- [Selected passage]
[Start]

# brought home Shooting Star!!!



## Dede (Jul 8, 2006)

Hi all, I am brand new and just posted a "hello". I brought home a Shooting Star yesterday....I cant believe how pretty the MSF's are to look at! This is darker than my fave (So Ceylon) with pronounced gold veining....so purty....saw the duo MSF eyeshadows too....Oh god! want all of 'em. Seriously...I also brought home Vibrational and Orangedescence (sp?)....I know I love the yellow one...the orange one was pretty good (obv. enuf to buy) but the jury is still out!

Dede


----------



## pinkiestarlet (Jul 8, 2006)

Ohmigawd! Can you post pictures please??


----------



## Luxurious (Jul 8, 2006)

yes, i'd love to see a pic of the MSF. nice haul.


----------



## MacVirgin (Jul 8, 2006)

Nice haul!!!! please post a pic


----------



## brandiisamonkey (Jul 8, 2006)

YES post a pic! We are all dying to see it lol


----------



## .nicole. (Jul 8, 2006)

omg they are already out?? *tear*


----------



## hyperRealGurl (Jul 8, 2006)

Cool


----------



## Dede (Jul 8, 2006)

[End]

(Excerpts from a point labeling dataset)
[Start]

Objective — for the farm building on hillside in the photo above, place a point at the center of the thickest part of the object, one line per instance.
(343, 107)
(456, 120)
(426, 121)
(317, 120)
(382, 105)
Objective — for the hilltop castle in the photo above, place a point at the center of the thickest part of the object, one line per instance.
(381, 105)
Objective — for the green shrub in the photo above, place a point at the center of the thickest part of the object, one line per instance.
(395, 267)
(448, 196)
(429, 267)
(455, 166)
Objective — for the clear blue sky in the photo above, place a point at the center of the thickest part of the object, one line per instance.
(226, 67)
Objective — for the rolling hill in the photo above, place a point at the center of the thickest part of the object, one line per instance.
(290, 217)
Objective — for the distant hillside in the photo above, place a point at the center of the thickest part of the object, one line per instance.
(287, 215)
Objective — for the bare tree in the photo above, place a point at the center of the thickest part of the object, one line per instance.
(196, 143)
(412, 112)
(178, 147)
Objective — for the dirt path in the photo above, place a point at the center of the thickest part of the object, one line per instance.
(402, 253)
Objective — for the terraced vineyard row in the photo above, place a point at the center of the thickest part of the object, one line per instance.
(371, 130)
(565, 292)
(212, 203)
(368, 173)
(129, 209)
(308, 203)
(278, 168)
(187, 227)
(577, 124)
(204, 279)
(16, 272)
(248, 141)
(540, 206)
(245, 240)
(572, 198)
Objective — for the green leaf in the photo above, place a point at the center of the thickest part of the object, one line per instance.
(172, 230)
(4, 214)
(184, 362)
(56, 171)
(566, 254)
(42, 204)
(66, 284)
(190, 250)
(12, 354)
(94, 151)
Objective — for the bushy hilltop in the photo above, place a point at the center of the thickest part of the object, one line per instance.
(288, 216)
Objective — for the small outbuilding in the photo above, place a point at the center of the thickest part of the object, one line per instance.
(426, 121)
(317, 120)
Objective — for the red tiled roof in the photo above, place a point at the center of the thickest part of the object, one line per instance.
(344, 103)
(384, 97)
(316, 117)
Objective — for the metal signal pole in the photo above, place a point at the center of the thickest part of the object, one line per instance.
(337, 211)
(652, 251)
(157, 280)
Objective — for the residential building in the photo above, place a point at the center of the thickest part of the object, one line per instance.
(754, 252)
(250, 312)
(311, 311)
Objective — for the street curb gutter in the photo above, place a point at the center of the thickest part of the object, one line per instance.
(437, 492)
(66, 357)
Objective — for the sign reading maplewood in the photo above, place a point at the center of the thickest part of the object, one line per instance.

[End]

- [Problems]
a – In the forum thread, what does Dede say the Shooting Star is darker than?
b – Find every line in the records that contains the word "hilltop", treating uppercase and lowercase as different, and copy each of those lines.
The forum thread and the records are unrelated material.

- [Answers provided]
a – So Ceylon, Dede's favorite.

b –
Objective — for the hilltop castle in the photo above, place a point at the center of the thickest part of the object, one line per instance.
Objective — for the bushy hilltop in the photo above, place a point at the center of the thickest part of the object, one line per instance.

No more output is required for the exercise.